## ACTIONS TO TAKE
**a)** Translate this sentence from the market commentary into Spanish: "Fortunately, the current dividend season is injecting fresh liquidity into investors' accounts."
**b)** Gather every line of the records below that contains the string "grass", where case counts.

Market Correction Temporarily Over

Four weeks ago, we reported on a downward correction in international stock markets. In the meantime, global markets have rebounded, highlighting how turbulent this year has been in the markets. In terms of substance, little has changed in May, although the trade conflict instigated by the U.S. president increasingly resembles the famous ‘Echternacher Springprozession’. New tariff announcements are fired off from the White House in Washington, only to be softened or rescinded a few days later.

Market participants are gradually adapting to the familiar pattern, and stock market reaction patterns remain unchanged. New tariff announcements trigger sometimes significant market declines, while the subsequent withdrawal of such threats leads to corresponding rebounds. The volatility accompanying this zigzag negotiation strategy offers opportunities for contrarian investors, especially when maintaining a robust liquidity position. Fortunately, the current dividend season is injecting fresh liquidity into investors' accounts. It is worth noting, by the way, that the German state is one of the main beneficiaries of this trend. From every euro distributed—and already taxed—the state takes an additional 26.37%. It would be wise for the newly installed Grand Coalition 5.0 to address whether Germany’s high tax and levy burden is contributing to the ailing economy. In this context, one should also remember the ongoing irritation that the so-called solidarity surcharge, initially introduced for just one year, is now celebrating its 35th anniversary.

(Entries from a pointing dataset)
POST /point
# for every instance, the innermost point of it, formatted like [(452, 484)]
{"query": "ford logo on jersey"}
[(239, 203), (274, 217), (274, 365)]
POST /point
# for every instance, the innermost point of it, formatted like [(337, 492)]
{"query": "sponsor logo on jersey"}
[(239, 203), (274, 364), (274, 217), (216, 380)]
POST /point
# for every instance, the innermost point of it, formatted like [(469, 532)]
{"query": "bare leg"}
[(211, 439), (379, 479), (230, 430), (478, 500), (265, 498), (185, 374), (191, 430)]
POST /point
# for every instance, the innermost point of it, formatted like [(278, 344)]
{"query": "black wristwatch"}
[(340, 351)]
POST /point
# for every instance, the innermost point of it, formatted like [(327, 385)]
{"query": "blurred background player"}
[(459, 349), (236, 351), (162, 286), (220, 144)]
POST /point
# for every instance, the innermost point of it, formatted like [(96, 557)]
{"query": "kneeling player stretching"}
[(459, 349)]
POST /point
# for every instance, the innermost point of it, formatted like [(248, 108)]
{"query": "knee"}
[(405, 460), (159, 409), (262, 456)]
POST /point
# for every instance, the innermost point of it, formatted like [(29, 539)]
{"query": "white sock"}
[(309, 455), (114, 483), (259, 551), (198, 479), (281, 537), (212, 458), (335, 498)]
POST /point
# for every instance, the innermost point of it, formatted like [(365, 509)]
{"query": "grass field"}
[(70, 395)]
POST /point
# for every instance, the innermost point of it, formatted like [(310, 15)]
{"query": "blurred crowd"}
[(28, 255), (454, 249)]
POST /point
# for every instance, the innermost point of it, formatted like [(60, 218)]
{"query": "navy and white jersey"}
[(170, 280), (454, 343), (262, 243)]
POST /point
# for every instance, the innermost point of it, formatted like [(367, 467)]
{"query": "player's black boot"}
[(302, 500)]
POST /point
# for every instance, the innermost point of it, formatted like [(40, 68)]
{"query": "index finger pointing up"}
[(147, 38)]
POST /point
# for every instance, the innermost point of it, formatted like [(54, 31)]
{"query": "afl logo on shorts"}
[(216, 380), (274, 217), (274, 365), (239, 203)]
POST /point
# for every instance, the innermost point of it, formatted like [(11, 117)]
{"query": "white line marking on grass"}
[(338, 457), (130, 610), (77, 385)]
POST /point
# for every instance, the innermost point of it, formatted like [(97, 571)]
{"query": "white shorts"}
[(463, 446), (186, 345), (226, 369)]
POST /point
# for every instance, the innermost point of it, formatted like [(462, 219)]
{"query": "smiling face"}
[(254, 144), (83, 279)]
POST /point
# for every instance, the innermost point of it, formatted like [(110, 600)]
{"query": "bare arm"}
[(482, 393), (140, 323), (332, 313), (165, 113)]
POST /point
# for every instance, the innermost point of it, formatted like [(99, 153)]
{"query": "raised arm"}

## EXERCISE ANSWERS
**a)** Afortunadamente, la actual temporada de dividendos está inyectando nueva liquidez en las cuentas de los inversores.

**b)**
{"query": "grass field"}
{"query": "white line marking on grass"}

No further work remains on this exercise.